*TASK DIRECTIONS:* Report all lines below with the word "head".

Referring expression pointing data:
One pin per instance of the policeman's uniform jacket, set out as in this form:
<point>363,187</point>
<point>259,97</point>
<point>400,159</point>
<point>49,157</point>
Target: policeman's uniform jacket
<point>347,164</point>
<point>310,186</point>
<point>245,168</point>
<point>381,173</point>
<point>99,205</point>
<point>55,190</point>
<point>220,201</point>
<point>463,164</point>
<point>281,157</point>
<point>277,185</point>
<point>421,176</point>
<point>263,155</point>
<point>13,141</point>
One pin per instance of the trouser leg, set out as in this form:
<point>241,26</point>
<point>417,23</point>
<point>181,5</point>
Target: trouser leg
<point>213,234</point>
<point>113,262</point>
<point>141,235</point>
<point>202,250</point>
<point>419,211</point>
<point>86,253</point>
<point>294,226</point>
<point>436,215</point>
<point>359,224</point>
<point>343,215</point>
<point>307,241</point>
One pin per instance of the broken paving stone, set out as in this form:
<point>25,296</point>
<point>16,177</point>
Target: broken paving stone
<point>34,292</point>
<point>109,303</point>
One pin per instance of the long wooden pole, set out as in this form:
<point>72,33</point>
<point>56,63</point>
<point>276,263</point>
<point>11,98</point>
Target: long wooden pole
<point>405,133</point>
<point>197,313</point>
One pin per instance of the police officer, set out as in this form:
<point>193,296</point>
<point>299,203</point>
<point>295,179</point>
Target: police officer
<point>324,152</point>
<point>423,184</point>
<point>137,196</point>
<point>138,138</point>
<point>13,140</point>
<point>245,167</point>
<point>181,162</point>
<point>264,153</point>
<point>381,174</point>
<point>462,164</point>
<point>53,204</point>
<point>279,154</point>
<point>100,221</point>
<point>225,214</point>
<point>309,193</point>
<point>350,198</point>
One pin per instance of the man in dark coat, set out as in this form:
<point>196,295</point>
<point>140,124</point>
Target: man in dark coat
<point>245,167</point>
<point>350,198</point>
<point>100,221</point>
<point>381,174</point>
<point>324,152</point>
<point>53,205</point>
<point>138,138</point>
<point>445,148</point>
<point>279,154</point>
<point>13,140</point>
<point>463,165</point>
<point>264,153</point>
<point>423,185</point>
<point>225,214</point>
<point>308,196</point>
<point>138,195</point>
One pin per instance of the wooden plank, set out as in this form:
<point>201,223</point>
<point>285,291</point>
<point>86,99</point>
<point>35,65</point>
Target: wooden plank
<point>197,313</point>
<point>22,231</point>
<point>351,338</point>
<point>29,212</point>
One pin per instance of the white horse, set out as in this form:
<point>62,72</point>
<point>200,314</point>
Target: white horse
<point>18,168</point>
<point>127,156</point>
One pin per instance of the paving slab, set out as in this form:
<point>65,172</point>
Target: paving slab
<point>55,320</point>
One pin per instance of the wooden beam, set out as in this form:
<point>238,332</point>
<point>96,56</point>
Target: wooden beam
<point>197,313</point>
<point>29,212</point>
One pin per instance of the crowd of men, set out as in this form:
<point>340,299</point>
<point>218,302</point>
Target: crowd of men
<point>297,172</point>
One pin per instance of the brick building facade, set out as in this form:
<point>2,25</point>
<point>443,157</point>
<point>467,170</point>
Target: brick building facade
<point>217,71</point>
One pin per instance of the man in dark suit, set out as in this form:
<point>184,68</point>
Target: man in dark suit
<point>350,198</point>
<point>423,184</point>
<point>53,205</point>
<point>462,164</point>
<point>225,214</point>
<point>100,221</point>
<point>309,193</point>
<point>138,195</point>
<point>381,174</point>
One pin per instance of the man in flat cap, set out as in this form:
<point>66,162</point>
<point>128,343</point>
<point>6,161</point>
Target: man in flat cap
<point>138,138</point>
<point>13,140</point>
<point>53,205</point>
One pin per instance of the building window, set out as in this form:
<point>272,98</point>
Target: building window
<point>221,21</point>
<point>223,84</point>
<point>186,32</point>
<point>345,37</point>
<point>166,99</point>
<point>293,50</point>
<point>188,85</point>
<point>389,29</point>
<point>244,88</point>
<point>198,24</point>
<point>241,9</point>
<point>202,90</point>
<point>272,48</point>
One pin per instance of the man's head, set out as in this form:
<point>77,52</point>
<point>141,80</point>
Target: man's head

*EXPECTED ANSWER:*
One pin per instance of the man's head, set out as in this form:
Target: man's head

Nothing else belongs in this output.